╔══
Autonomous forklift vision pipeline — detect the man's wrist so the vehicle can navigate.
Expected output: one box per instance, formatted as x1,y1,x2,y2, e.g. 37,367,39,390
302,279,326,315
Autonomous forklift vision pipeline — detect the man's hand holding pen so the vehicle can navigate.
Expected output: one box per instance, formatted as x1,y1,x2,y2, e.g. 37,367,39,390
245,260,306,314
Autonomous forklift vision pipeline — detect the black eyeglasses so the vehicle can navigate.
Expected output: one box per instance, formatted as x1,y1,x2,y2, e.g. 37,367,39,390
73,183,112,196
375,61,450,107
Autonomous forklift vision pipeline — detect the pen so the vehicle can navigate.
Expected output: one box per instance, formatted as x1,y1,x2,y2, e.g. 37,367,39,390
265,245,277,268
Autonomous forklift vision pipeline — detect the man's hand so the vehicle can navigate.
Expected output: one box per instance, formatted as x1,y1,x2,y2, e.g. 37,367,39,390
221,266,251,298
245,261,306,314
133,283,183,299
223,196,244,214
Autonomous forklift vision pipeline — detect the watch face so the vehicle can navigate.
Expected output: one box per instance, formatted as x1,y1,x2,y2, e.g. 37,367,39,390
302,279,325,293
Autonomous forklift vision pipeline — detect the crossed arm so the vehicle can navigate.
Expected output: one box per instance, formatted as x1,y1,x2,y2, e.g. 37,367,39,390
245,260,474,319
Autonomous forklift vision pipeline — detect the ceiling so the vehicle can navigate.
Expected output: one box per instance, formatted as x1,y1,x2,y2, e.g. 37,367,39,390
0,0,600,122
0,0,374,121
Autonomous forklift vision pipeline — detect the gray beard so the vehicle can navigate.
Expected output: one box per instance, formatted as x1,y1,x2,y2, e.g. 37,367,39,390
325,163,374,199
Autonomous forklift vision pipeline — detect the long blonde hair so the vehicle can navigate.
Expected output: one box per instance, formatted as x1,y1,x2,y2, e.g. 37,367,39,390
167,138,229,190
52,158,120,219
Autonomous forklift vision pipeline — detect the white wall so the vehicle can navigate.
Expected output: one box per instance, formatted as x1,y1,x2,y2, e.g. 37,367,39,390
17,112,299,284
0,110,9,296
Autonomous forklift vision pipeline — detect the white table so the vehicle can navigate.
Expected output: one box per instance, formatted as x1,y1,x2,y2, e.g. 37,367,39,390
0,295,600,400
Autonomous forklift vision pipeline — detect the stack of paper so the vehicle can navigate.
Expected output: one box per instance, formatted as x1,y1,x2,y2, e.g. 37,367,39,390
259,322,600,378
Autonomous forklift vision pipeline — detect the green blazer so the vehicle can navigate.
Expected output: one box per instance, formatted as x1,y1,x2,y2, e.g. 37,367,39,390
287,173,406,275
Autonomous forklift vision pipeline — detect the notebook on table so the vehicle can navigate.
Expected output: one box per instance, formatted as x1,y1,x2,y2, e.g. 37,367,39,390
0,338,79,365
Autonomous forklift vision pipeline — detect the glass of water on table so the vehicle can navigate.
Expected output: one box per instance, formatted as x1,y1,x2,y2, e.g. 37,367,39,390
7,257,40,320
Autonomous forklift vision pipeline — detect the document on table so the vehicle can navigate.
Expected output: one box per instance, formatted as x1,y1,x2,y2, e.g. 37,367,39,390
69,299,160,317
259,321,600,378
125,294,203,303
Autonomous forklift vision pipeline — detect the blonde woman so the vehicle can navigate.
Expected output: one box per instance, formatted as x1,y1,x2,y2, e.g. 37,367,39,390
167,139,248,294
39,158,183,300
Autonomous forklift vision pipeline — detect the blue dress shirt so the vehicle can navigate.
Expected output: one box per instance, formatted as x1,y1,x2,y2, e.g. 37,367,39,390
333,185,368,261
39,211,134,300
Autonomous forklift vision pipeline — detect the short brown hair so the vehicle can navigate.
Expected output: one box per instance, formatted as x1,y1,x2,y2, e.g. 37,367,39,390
╚══
### PROMPT
Copy out every one of the records above without any changes.

### CORRECT ANSWER
Autonomous forklift vision pipeline — detect the man's wrist so the vehicle can navigate.
Expected output: one box per instance, formatted as x1,y1,x2,y2, e.g. 37,367,39,390
302,279,326,315
Autonomous forklift vision pipeline — detect the man's hand holding pen so the vehicle can navigate.
Expected output: one box per instance, formatted as x1,y1,x2,y2, e.g. 37,367,39,390
245,260,306,314
Autonomous forklift vision pipeline — detect the black eyeglasses so the vehicle can navigate.
Expected output: one box per instance, formatted as x1,y1,x2,y2, e.g. 37,367,39,390
73,183,112,196
375,61,450,107
Autonomous forklift vision pipeline — detect the pen so the vehicle can navigate.
Expected output: one box per instance, formatted as x1,y1,x2,y2, e.g. 37,367,39,390
265,245,277,268
Autonomous forklift vision pipeline — detect the man's hand so the vehicle can navigate.
Expected output: one box per instance, formatted as x1,y1,x2,y2, e.g. 37,367,39,390
221,266,251,298
245,261,306,314
133,283,183,299
223,196,244,214
Autonomous forklift vision pipeline — detect the watch face so the vehicle can navigate.
Expected output: one box per instance, formatted as x1,y1,x2,y2, e.g. 37,367,39,390
302,279,325,293
Autonomous forklift vision pipeline — detect the crossed arm so the vehicle can navigate.
Expected output: one box per instance, formatted as x1,y1,x2,y2, e.g. 37,367,39,390
245,260,474,319
Autonomous forklift vision pipeline — detect the ceiling so the vehicle can navigate.
Expected output: one box per instance, formatted as x1,y1,x2,y2, e.g. 37,367,39,390
0,0,600,122
0,0,374,121
Autonomous forklift vision pipeline — detect the gray beard so the vehicle can navigate.
Expected output: one box per instance, formatted as x1,y1,x2,y2, e.g. 37,367,39,390
325,163,374,199
Autonomous forklift vision pipeline — detect the long blonde hair so the vehicle can navigate.
Expected output: one box per instance, formatted as x1,y1,x2,y2, e.g. 37,367,39,390
167,138,229,190
52,158,120,219
Autonomous forklift vision pipeline — detect the white wall so the vehicle can navigate.
Expected output: one box per instance, formatted as x1,y1,x2,y2, e.g. 37,367,39,390
17,112,299,284
0,110,9,296
Autonomous forklift vision pipeline — detect the white table so the vehicle can navigate.
Expected output: one box per instance, formatted as x1,y1,x2,y2, e.g. 37,367,39,390
0,295,600,400
Autonomous forklift vision pipeline — detect the stack of paper so the vehicle can navigate.
Expected output: one box per instance, formatted as x1,y1,x2,y2, e.g. 37,367,39,390
259,322,600,378
Autonomous forklift vision pipeline — detect the green blazer so the vehicle can navigate.
Expected output: one box per instance, formatted as x1,y1,x2,y2, e.g. 37,367,39,390
287,173,406,275
Autonomous forklift vision pipeline — detect the notebook on table so the vehicle can navigate.
Expected output: one box per instance, formatted as x1,y1,x2,y2, e.g. 37,367,39,390
0,338,79,365
Autonomous forklift vision pipeline — detect the glass of water on table so the vehicle can navigate.
Expected output: one box per instance, formatted as x1,y1,x2,y2, e.g. 37,367,39,390
7,257,40,320
Autonomous forklift vision pipeline — detect the document on table so the vehicle can navigate.
Expected output: one box per instance, formatted as x1,y1,x2,y2, e.g. 37,367,39,390
69,299,160,317
259,321,600,378
125,294,203,303
Autonomous forklift vision pipeline — detect the blonde woman so the vehicle can navigate.
Expected output: one box per instance, formatted as x1,y1,x2,y2, e.g. 37,367,39,390
167,139,248,294
39,158,183,300
Autonomous forklift vision pipeline — detect the blue dress shirt so the vehicle can navigate.
Expected output: one box per instance, formatted as x1,y1,x2,y2, e.g. 37,367,39,390
333,185,368,261
39,211,134,300
Autonomous forklift vision pipeline — detect the short brown hair so the vehicle can navigate.
Expected output: one box per instance, formatted as x1,y1,x2,y2, e.g. 37,367,39,390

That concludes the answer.